▶ **Extrait présenté**

++++++++

Le Sénat ayant veillé à ce que les procédures prévues au livre VI du code de commerce soient toutes applicables aux entrepreneurs individuels à responsabilité limitée, y compris les procédures de prévention des difficultés des entreprises, j’ai proposé à la commission mixte paritaire de prévoir la transmission au greffe du tribunal de commerce des comptes annuels lorsque ceux-ci n’y sont pas déposés, afin que le président du tribunal de commerce puisse correctement exercer ses missions de prévention.

À cet égard, je me félicite que le Sénat ait conditionné l’entrée en vigueur du statut d’entrepreneur individuel à responsabilité limitée à la publication de l’ordonnance destinée à adapter toutes les procédures collectives. Le Gouvernement, je le rappelle, dispose de six mois pour édicter ce texte. En effet, nous n’aurions pu laisser les entrepreneurs dans un tel vide juridique pendant une trop longue période.

++++++++

▶ **Données enregistrées**

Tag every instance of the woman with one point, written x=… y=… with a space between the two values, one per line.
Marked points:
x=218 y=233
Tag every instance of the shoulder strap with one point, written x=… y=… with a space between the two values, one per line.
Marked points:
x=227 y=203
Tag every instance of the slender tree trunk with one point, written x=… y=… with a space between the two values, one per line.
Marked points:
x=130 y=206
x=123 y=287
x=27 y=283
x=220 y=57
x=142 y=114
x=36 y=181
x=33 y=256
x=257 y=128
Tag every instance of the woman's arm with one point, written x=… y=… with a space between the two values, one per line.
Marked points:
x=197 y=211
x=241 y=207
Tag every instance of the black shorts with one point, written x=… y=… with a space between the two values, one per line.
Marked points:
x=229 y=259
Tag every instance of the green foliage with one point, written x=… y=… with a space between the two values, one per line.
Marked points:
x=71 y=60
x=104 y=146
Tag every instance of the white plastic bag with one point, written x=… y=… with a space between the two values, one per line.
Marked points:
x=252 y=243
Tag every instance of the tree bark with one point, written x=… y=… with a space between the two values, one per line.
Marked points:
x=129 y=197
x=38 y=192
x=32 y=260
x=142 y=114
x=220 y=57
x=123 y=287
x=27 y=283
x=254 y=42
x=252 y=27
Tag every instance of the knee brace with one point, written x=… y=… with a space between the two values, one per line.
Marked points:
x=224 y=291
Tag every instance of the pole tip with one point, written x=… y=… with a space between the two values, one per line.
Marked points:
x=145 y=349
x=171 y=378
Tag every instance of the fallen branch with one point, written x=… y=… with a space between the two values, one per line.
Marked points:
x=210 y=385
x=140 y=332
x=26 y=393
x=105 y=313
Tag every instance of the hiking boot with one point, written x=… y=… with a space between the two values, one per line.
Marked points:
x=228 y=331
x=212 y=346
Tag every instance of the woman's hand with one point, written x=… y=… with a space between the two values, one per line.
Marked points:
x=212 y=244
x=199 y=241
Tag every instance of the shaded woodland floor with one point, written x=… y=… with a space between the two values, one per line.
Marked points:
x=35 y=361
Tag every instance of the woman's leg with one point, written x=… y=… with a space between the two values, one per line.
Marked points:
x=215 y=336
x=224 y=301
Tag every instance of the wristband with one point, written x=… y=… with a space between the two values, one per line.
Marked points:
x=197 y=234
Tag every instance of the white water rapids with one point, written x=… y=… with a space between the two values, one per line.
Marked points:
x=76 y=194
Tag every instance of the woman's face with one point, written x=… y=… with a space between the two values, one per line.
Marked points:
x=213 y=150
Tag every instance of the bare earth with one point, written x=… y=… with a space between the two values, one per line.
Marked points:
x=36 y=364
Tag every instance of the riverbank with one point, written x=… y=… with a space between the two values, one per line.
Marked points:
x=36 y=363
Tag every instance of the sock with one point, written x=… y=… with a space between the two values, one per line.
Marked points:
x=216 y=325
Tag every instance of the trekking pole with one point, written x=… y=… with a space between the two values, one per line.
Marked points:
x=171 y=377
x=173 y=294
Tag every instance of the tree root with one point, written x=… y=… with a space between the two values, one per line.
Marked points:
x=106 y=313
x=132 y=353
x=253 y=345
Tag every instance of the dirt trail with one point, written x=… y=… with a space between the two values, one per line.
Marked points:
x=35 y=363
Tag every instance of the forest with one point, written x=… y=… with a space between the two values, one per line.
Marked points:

++++++++

▶ **Objectifs**
1. Les affirmations suivantes concordent-elles avec l'extrait sur l'entrepreneur individuel à responsabilité limitée ? Pour chacune, répondez par oui ou par non et citez textuellement les mots de l'extrait qui tranchent.
(a) Le Gouvernement dispose de six mois pour édicter l'ordonnance.
(b) Les comptes annuels doivent être transmis au greffe du tribunal de grande instance.
(c) Le Sénat a exclu les procédures de prévention des difficultés des entreprises.
2. Reprenez mot pour mot le passage de l'extrait sur l'entrepreneur individuel à responsabilité limitée qui commence aux mots « Le Sénat ayant » et s'arrête après les mots « missions de prévention. ».

▶ **Réponses par tâche**
1.
(a) Oui : « Le Gouvernement, je le rappelle, dispose de six mois pour édicter ce texte. »
(b) Non : « la transmission au greffe du tribunal de commerce des comptes annuels »
(c) Non : « y compris les procédures de prévention des difficultés des entreprises »

2.
Le Sénat ayant veillé à ce que les procédures prévues au livre VI du code de commerce soient toutes applicables aux entrepreneurs individuels à responsabilité limitée, y compris les procédures de prévention des difficultés des entreprises, j’ai proposé à la commission mixte paritaire de prévoir la transmission au greffe du tribunal de commerce des comptes annuels lorsque ceux-ci n’y sont pas déposés, afin que le président du tribunal de commerce puisse correctement exercer ses missions de prévention.